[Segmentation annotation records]

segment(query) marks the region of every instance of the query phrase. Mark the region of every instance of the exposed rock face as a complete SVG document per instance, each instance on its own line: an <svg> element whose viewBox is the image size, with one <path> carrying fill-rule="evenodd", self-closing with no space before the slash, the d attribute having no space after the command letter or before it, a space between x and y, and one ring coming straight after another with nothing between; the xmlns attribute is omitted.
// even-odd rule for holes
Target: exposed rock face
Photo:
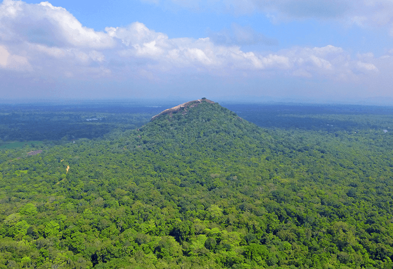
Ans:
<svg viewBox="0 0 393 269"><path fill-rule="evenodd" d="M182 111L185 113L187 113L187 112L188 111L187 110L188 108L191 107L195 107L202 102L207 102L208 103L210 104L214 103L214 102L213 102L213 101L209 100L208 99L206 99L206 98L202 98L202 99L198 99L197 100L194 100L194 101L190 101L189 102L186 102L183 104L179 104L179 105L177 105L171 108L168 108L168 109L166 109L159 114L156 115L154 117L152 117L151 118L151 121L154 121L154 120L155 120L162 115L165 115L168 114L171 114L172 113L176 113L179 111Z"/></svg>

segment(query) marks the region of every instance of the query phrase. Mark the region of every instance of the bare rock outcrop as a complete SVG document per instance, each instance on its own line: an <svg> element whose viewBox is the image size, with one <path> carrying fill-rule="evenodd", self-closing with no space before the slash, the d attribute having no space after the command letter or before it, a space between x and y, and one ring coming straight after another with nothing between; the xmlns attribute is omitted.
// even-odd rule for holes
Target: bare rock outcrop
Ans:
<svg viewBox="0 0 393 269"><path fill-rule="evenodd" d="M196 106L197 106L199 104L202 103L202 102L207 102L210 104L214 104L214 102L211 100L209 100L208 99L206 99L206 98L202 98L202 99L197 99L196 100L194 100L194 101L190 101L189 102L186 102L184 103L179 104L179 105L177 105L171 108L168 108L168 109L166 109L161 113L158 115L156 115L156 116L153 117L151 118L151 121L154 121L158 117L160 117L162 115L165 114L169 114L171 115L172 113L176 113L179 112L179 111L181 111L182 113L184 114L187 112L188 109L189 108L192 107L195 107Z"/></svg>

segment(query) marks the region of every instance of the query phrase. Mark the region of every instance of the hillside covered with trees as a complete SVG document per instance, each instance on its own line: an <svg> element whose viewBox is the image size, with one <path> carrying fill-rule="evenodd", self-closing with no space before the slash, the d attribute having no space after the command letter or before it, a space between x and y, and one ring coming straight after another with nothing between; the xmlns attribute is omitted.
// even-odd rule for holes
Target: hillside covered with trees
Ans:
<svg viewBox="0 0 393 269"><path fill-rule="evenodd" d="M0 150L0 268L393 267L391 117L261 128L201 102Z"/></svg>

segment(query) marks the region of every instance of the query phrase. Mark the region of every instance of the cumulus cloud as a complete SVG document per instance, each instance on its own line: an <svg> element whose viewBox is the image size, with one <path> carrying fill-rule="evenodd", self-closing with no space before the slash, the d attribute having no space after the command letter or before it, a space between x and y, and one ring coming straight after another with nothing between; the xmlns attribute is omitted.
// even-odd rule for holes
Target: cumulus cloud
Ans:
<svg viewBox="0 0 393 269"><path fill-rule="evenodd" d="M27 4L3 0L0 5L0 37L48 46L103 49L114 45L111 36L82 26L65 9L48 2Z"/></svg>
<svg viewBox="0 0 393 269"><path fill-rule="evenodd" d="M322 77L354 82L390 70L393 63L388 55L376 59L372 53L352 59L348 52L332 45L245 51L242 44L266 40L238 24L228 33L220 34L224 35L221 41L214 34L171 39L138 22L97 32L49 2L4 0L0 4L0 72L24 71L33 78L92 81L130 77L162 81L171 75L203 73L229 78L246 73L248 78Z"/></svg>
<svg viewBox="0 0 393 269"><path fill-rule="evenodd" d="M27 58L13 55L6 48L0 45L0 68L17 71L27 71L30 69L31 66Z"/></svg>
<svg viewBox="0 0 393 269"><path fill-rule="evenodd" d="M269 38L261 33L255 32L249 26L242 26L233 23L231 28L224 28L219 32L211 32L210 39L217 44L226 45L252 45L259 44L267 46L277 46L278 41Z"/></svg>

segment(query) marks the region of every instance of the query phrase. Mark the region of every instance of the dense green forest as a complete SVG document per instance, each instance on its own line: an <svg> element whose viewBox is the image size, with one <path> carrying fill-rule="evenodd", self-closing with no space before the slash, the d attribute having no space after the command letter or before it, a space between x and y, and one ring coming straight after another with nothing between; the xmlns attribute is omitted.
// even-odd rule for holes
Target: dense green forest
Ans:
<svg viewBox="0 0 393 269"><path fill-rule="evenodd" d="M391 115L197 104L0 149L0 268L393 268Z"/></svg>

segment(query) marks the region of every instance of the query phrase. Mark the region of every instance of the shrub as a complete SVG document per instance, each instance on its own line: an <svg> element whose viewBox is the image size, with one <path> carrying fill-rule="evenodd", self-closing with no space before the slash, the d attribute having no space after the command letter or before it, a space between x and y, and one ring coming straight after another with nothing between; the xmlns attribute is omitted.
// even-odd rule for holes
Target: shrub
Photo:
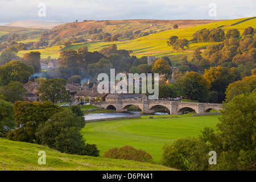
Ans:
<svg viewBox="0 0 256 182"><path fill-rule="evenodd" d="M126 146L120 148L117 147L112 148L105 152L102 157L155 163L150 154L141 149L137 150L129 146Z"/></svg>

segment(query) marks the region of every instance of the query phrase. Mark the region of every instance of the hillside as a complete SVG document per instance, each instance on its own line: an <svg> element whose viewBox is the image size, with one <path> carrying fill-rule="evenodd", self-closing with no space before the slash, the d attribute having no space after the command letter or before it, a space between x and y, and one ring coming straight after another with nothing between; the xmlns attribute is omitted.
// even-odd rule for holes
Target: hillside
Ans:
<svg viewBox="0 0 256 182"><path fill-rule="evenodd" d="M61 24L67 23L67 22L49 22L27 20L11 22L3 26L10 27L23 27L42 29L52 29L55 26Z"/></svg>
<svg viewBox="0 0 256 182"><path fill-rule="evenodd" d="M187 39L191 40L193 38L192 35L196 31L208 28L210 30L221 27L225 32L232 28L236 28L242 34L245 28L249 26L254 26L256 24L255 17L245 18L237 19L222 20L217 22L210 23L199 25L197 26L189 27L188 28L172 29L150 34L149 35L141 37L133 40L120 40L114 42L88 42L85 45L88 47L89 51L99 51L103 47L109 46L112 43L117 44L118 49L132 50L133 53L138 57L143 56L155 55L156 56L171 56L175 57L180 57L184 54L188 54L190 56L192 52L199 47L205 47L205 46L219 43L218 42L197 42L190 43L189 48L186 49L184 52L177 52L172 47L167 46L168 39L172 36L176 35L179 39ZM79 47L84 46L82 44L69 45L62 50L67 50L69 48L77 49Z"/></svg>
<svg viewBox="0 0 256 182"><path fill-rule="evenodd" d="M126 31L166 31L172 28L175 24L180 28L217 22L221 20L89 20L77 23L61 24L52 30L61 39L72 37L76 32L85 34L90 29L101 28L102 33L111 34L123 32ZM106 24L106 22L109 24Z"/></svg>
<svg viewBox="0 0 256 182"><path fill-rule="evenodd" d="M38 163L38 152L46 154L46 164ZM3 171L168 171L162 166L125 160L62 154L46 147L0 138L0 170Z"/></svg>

TASK =
Pick out every line of the records above that holds the word "shrub", and copy each one out.

SOLUTION TO THIS TASK =
segment(query) marks the region of every instance of the query phrase. Mark the region of every instance of the shrub as a complete SVG document per instance, each instance on its own line: an <svg> element whose viewBox is the image size, with one <path> carrying fill-rule="evenodd", self-closing with no space before the slash, the d attribute having no space after the command letter or before it, a space between x and y, and one ring coming straight after another with nothing between; the xmlns attribute is omitted.
Target: shrub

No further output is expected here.